Task requirements: Each line below should be repeated exactly as written, with no pictures carried over.

Records to process:
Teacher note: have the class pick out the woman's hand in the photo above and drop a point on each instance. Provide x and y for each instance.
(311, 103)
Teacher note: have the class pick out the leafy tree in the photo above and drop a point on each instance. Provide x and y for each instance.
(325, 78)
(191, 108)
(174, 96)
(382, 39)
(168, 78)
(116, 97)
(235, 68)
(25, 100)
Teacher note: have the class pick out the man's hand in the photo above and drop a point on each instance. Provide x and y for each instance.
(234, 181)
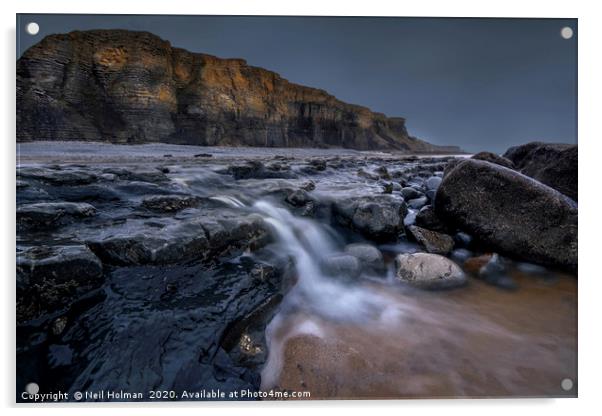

Answer space:
Teacher note: have the class pick out the woman's hand in the photo above and drop a point on each instance. Provide x and y for each instance.
(311, 103)
Teacher note: have the class pick out the leafy tree in the photo above and drop a point on each instance. Provide x and y for each instance.
(325, 78)
(191, 108)
(174, 96)
(382, 39)
(168, 78)
(116, 97)
(235, 68)
(25, 100)
Teacher note: have the class pick out the man's hand in the photo above and drop a point on each instance. Provide x and y for each instance.
(234, 181)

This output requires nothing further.